**TASK INSTRUCTIONS**
1 > According to the Edinburgh Fringe review, what city is the troupe from?
2 > Write out the Edinburgh Fringe review word for word, from "Music was used" to "in Translunar Paradise.", inclusive.

Edinburgh Fringe 2012
This "troupe from St Petersburg create an exceptionally beautiful and upbeat show using only their hands."
Time for Fun
The advertising leaflets promised a high tech family light show extravaganza but I was delighted to experience a more earthy show full of a high energy smiling ensemble creating extraordinary images and beautiful theatrical atmospheres, using their arms and hands in forms and movements and shapes that flowed seamlessly, morphing one image into another.
My 8 year old was so taken aback that he kept chattering out loudly to me describing what image was suddenly emerging in front of our eyes. We both gasped at times at the clever and effective simplicity of their creative forms.
Music was used well to maintain a range of moods and energies throughout the show, raising the excitement at times, softening the mood at other times. My one feedback with this was that I loved the more Russian music, connecting the group with their roots and it would have been brilliant if there had been a way to incorporate live music or vocal harmony such as that used in Translunar Paradise.
The group of performers were joyful to watch, they looked as if they were genuinely enjoying themselves and often had infectious grins on their faces although when the piece demanded it their mutual gestures were authentically and perfectly in tune with the mood of each scene:they worked with absolute care and attention.
I really loved the way the performers worked so well together without seeming robotic. The unity of the performance had depth as the performers were different shapes and sizes and although well trained and talented it didn’t need them to be overly precise which gave the piece a joyful feeling of openness, which sometimes isn’t there when physical theatre requires absolute precision. In other words, they didn’t have to be perfect in order to create perfectly beautiful images.
At times my son and I weren’t always sure what we were seeing or what they were trying to achieve but it didn’t matter as it was so unique, breathtaking at times. Looking at this, the music and the way in which the scenes might connect to each other in a more cohesive continuum by perhaps utilizing a narrative thread would surely lift this to a five star performance. It was a delight to see how the human body can be used as a collaborative unit so simply but also effectively to create voiceless theatre that speaks volumes, can carry a story as in one scene, and create wonder in adults and children alike.
It was lovely to sit back and enjoy this show without having to think to much, it felt like a celebration of living and movement and music and I felt refreshed and energised afterwards, my son and I walked down the street with big grins on our faces.

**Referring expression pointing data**
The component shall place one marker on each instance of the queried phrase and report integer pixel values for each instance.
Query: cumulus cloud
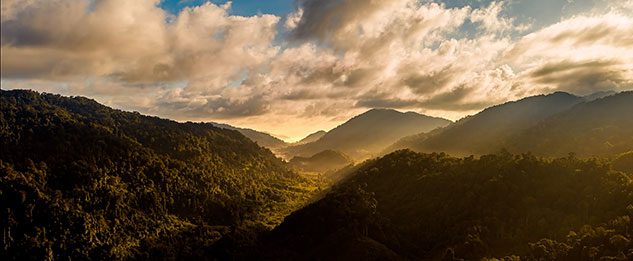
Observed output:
(131, 41)
(335, 58)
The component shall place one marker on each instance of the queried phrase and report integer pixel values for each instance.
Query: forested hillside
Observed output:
(83, 181)
(261, 138)
(324, 161)
(366, 135)
(432, 206)
(547, 125)
(487, 131)
(602, 127)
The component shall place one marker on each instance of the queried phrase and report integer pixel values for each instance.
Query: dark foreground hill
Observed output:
(367, 134)
(434, 207)
(83, 181)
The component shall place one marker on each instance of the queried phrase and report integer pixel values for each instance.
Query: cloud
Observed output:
(131, 41)
(332, 60)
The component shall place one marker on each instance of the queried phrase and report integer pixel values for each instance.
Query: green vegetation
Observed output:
(80, 180)
(432, 206)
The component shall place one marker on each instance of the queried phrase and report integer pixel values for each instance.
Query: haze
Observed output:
(291, 68)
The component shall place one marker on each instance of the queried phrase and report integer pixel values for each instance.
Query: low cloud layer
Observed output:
(314, 68)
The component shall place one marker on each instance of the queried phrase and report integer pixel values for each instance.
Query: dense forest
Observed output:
(80, 180)
(432, 206)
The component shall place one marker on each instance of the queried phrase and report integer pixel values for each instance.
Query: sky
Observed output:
(291, 68)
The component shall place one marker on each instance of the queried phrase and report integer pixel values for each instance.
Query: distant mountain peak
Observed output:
(367, 134)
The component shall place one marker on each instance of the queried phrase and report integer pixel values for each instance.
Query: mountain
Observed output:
(263, 139)
(311, 138)
(488, 130)
(368, 134)
(601, 127)
(83, 181)
(324, 161)
(410, 206)
(598, 95)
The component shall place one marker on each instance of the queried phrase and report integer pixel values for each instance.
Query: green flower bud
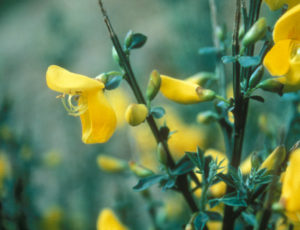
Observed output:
(161, 154)
(255, 33)
(256, 76)
(136, 114)
(205, 94)
(201, 78)
(153, 85)
(139, 170)
(115, 55)
(271, 85)
(207, 117)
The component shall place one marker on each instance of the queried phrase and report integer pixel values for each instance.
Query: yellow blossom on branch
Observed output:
(291, 188)
(97, 117)
(107, 220)
(283, 60)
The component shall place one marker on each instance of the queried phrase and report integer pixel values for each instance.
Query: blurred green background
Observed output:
(72, 34)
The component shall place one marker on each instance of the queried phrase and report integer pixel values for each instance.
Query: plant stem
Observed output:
(182, 182)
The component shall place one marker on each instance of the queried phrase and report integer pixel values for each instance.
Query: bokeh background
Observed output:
(63, 183)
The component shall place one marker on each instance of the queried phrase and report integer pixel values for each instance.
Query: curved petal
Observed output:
(61, 80)
(107, 220)
(288, 25)
(182, 92)
(99, 120)
(277, 60)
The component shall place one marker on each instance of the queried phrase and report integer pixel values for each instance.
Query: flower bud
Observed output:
(139, 170)
(205, 94)
(153, 85)
(201, 78)
(207, 117)
(161, 154)
(255, 33)
(111, 164)
(256, 76)
(136, 114)
(271, 85)
(115, 55)
(276, 157)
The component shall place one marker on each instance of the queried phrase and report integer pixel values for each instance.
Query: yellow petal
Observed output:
(61, 80)
(99, 120)
(107, 220)
(288, 25)
(277, 60)
(182, 92)
(291, 184)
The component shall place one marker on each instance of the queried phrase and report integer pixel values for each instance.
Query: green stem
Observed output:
(182, 181)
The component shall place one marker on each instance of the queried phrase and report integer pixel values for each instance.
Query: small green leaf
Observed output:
(157, 112)
(201, 220)
(208, 50)
(137, 41)
(113, 83)
(147, 182)
(228, 59)
(248, 61)
(257, 98)
(249, 218)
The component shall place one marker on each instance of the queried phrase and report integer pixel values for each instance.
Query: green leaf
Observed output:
(157, 112)
(184, 166)
(113, 83)
(215, 216)
(248, 61)
(201, 220)
(137, 41)
(228, 59)
(208, 50)
(258, 98)
(147, 182)
(249, 218)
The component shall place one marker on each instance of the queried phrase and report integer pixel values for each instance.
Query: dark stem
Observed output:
(182, 181)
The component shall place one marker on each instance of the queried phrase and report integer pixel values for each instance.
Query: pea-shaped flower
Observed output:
(107, 220)
(277, 4)
(97, 117)
(290, 198)
(283, 60)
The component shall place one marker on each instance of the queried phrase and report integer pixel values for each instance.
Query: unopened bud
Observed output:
(207, 117)
(255, 33)
(128, 38)
(139, 170)
(201, 78)
(153, 85)
(161, 154)
(271, 85)
(102, 77)
(205, 94)
(274, 159)
(115, 55)
(136, 114)
(111, 164)
(256, 76)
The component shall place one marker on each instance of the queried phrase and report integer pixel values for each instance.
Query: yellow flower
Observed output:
(107, 220)
(277, 4)
(184, 92)
(283, 59)
(291, 188)
(98, 119)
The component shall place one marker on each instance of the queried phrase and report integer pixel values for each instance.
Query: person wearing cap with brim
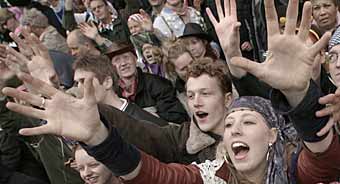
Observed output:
(199, 43)
(153, 93)
(8, 21)
(332, 57)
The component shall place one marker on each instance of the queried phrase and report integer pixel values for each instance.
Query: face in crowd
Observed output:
(134, 27)
(100, 10)
(125, 64)
(247, 138)
(196, 46)
(334, 64)
(325, 13)
(101, 88)
(156, 3)
(181, 64)
(207, 102)
(174, 2)
(92, 171)
(76, 48)
(152, 54)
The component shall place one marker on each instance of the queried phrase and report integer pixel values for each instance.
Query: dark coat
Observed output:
(158, 92)
(140, 114)
(10, 177)
(170, 143)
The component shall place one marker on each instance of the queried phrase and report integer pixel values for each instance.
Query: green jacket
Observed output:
(49, 152)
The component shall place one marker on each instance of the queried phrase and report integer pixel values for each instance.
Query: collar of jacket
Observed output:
(198, 140)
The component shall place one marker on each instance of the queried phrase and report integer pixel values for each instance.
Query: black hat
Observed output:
(20, 3)
(121, 49)
(193, 29)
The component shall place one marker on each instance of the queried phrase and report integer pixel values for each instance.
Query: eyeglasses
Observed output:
(332, 57)
(98, 7)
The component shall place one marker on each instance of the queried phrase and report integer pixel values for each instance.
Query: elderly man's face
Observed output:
(99, 9)
(334, 64)
(324, 13)
(92, 171)
(76, 48)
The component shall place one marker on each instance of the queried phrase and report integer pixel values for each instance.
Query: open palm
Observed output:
(288, 66)
(227, 28)
(77, 119)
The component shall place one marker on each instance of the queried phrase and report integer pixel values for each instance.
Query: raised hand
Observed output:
(89, 30)
(197, 4)
(77, 119)
(5, 72)
(145, 21)
(39, 65)
(23, 46)
(227, 30)
(289, 63)
(332, 102)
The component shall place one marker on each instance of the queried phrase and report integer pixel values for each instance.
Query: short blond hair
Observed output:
(34, 17)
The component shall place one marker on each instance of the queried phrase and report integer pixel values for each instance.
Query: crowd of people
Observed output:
(169, 91)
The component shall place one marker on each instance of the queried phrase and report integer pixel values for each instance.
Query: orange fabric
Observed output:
(153, 171)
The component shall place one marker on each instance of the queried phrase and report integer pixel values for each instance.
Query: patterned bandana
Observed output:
(335, 39)
(276, 160)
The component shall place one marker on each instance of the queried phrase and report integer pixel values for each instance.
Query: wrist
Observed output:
(296, 95)
(101, 133)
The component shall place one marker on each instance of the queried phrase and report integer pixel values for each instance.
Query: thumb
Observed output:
(142, 12)
(35, 131)
(247, 65)
(89, 92)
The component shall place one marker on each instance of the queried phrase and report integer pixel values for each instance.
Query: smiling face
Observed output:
(125, 64)
(246, 138)
(196, 46)
(174, 3)
(324, 13)
(76, 48)
(334, 65)
(92, 171)
(207, 103)
(99, 9)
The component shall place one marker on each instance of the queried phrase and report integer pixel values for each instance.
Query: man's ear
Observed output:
(228, 98)
(108, 82)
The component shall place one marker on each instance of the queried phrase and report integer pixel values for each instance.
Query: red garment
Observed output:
(128, 92)
(312, 168)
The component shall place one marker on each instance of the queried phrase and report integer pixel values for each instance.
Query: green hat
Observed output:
(5, 15)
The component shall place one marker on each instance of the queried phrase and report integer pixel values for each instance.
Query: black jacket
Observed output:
(158, 92)
(140, 114)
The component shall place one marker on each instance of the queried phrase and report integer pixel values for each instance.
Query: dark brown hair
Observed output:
(213, 68)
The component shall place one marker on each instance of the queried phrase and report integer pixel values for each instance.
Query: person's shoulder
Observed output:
(209, 170)
(155, 78)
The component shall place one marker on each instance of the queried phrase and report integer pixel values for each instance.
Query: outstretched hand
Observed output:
(77, 119)
(289, 63)
(39, 64)
(227, 30)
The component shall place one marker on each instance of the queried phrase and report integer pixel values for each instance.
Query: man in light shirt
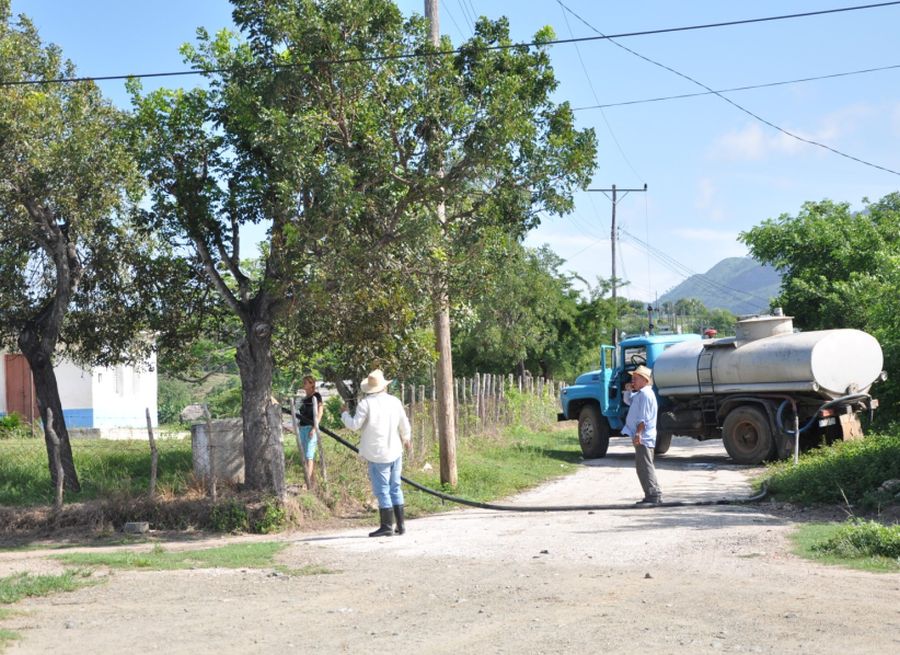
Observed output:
(385, 432)
(640, 425)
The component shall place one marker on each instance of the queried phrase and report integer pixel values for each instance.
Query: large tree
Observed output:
(66, 185)
(329, 124)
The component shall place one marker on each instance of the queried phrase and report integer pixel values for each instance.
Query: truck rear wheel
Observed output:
(663, 443)
(593, 432)
(747, 435)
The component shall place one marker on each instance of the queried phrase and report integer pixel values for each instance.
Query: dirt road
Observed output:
(662, 580)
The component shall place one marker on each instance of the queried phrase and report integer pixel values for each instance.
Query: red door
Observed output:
(20, 396)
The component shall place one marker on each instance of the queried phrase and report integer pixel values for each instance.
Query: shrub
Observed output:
(858, 538)
(230, 516)
(13, 426)
(848, 471)
(174, 396)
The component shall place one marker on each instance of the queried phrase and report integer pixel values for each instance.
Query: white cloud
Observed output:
(706, 200)
(757, 141)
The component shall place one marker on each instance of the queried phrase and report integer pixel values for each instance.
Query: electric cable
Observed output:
(455, 51)
(667, 259)
(736, 105)
(748, 87)
(557, 508)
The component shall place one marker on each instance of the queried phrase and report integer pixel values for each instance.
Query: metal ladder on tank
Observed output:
(706, 388)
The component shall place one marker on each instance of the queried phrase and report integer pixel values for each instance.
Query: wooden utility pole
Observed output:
(612, 239)
(441, 307)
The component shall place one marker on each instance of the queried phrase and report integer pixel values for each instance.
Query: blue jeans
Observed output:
(306, 443)
(385, 479)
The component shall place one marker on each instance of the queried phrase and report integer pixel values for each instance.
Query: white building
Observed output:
(103, 402)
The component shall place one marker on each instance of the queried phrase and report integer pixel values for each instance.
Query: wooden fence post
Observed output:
(213, 492)
(296, 425)
(154, 455)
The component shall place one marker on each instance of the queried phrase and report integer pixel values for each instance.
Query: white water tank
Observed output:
(767, 356)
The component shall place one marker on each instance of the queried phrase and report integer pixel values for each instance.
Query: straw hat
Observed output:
(644, 372)
(375, 382)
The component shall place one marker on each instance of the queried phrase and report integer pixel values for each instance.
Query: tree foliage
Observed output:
(71, 259)
(840, 269)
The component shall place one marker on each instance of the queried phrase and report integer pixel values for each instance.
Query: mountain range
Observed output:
(739, 284)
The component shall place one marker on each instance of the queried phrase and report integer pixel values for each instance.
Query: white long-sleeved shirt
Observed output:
(642, 410)
(384, 427)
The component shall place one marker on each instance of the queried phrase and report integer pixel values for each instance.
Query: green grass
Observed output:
(850, 471)
(489, 469)
(104, 468)
(234, 556)
(14, 588)
(860, 545)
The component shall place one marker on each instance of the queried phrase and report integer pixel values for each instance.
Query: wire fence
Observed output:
(174, 462)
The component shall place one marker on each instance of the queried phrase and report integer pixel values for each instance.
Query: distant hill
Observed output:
(739, 284)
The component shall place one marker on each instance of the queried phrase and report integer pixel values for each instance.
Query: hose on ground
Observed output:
(556, 508)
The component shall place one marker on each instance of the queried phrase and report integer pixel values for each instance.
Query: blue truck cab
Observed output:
(596, 398)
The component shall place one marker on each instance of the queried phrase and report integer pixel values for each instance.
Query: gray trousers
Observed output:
(643, 461)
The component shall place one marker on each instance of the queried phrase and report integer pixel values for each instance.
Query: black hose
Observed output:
(556, 508)
(850, 398)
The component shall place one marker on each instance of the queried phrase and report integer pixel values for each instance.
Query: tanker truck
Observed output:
(765, 392)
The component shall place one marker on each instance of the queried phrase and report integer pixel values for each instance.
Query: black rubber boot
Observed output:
(401, 524)
(387, 523)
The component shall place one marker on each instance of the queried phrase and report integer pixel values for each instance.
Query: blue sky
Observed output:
(711, 169)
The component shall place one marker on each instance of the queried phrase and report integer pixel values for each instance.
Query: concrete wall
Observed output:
(122, 394)
(111, 399)
(2, 384)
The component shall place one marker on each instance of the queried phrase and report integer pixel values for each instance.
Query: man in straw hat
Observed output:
(385, 432)
(640, 425)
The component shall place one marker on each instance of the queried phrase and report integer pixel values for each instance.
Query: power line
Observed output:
(677, 267)
(438, 53)
(739, 88)
(736, 105)
(597, 99)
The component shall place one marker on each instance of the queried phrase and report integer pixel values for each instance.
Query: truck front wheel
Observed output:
(593, 432)
(747, 435)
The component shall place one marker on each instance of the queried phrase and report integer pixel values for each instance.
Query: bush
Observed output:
(230, 516)
(271, 517)
(848, 471)
(224, 400)
(860, 538)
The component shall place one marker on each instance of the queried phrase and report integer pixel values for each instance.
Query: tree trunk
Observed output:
(520, 369)
(47, 392)
(263, 444)
(445, 405)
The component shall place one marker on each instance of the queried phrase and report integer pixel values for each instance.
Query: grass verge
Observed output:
(494, 468)
(864, 545)
(14, 588)
(851, 472)
(233, 556)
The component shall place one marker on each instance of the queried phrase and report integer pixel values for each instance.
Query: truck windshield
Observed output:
(634, 356)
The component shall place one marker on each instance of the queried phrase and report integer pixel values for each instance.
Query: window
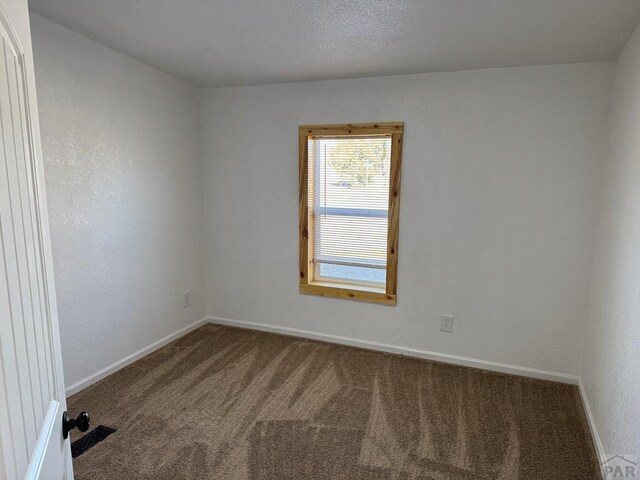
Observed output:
(349, 206)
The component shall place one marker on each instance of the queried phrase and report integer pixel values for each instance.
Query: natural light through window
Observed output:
(349, 191)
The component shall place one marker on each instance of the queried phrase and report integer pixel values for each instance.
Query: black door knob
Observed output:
(81, 423)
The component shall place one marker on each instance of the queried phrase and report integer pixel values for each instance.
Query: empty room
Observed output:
(320, 240)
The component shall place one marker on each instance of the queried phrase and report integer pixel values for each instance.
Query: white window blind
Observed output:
(349, 204)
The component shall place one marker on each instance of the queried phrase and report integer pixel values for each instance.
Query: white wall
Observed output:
(611, 366)
(123, 170)
(499, 185)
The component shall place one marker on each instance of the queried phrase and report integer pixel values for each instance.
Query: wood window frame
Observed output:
(338, 290)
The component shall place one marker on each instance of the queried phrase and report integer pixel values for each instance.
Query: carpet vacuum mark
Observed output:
(234, 404)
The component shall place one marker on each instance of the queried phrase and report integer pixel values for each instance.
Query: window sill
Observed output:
(372, 295)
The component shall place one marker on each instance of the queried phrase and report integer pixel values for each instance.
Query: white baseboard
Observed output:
(592, 423)
(411, 352)
(143, 352)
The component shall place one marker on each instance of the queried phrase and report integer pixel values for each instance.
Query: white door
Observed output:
(32, 397)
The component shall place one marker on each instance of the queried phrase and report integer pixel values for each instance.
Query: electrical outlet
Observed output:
(446, 323)
(186, 299)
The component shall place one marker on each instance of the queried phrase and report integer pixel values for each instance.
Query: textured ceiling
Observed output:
(248, 42)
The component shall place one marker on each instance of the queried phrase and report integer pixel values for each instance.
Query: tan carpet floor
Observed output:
(233, 404)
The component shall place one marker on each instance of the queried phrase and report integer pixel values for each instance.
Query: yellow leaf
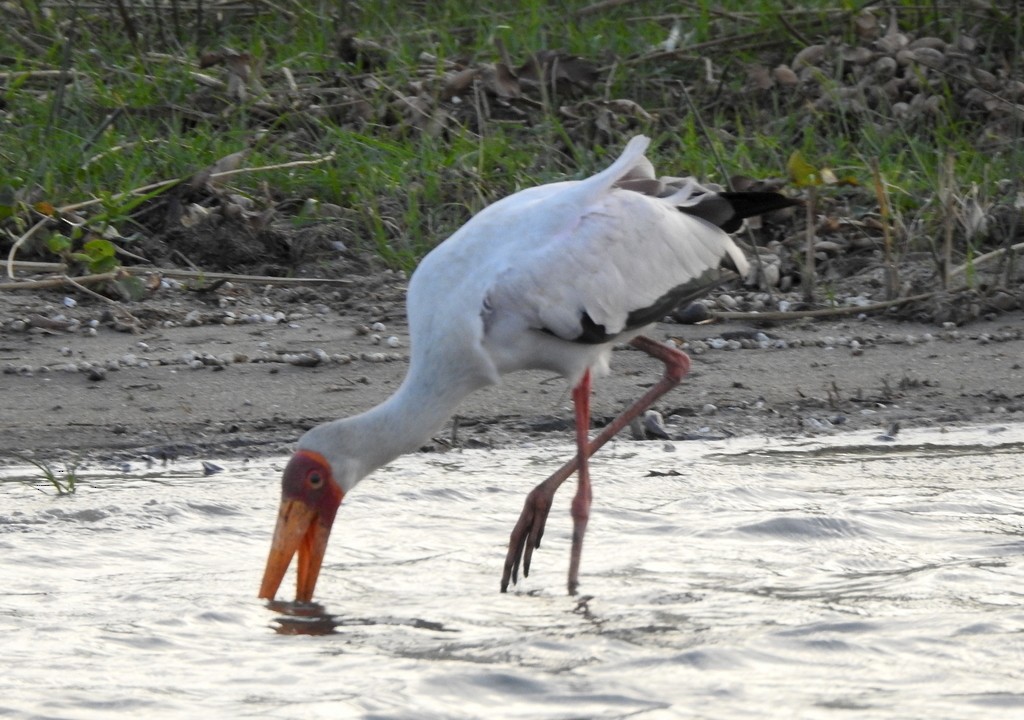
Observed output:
(801, 171)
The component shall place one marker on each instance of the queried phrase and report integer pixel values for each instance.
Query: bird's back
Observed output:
(552, 277)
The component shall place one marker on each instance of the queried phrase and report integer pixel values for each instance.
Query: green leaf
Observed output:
(802, 172)
(98, 249)
(57, 244)
(103, 264)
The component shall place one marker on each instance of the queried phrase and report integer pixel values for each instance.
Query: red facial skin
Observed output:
(309, 500)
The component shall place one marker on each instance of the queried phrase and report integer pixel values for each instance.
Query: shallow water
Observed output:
(846, 578)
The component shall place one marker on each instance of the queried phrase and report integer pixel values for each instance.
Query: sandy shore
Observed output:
(247, 389)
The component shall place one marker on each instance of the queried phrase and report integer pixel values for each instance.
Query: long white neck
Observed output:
(358, 445)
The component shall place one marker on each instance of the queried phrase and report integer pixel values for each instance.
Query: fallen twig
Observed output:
(148, 188)
(985, 258)
(778, 315)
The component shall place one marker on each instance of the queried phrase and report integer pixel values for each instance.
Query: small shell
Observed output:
(812, 55)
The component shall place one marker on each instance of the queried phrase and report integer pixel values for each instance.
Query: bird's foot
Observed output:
(526, 535)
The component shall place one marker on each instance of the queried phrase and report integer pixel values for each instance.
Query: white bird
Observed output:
(551, 279)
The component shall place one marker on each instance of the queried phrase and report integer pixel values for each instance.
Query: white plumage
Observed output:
(550, 278)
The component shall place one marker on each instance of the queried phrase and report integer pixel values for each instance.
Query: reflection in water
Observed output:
(725, 580)
(302, 619)
(312, 619)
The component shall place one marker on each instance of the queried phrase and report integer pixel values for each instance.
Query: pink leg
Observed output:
(529, 528)
(581, 503)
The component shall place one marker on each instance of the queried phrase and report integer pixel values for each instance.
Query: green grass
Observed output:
(64, 481)
(406, 189)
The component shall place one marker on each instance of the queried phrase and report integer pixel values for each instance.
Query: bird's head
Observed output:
(309, 499)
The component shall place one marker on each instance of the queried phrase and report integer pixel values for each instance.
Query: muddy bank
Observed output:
(193, 384)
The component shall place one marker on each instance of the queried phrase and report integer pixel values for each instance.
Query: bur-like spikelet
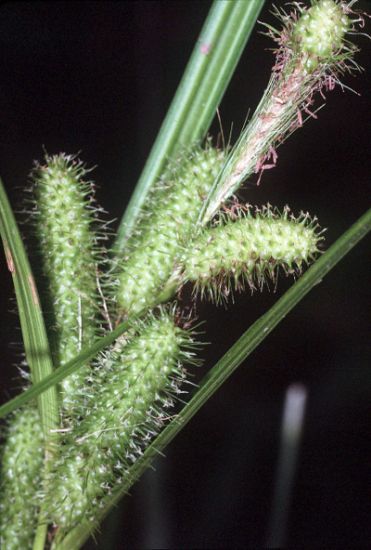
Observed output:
(312, 55)
(165, 227)
(64, 218)
(130, 394)
(21, 480)
(249, 249)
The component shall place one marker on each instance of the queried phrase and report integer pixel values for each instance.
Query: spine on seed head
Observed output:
(312, 54)
(21, 480)
(64, 218)
(132, 391)
(249, 250)
(165, 226)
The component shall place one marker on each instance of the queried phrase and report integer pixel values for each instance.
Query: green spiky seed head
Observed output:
(130, 397)
(64, 221)
(20, 482)
(250, 249)
(165, 227)
(319, 32)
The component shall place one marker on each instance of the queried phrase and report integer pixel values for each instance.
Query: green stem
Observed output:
(210, 68)
(227, 365)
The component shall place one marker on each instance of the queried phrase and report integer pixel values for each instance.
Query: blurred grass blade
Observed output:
(210, 68)
(35, 340)
(225, 367)
(63, 371)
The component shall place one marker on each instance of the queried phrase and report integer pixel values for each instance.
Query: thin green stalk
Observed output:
(36, 344)
(65, 370)
(227, 365)
(210, 68)
(35, 340)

**EXPECTED RESULTS**
1 > St Petersburg.

2 >
Music was used well to maintain a range of moods and energies throughout the show, raising the excitement at times, softening the mood at other times. My one feedback with this was that I loved the more Russian music, connecting the group with their roots and it would have been brilliant if there had been a way to incorporate live music or vocal harmony such as that used in Translunar Paradise.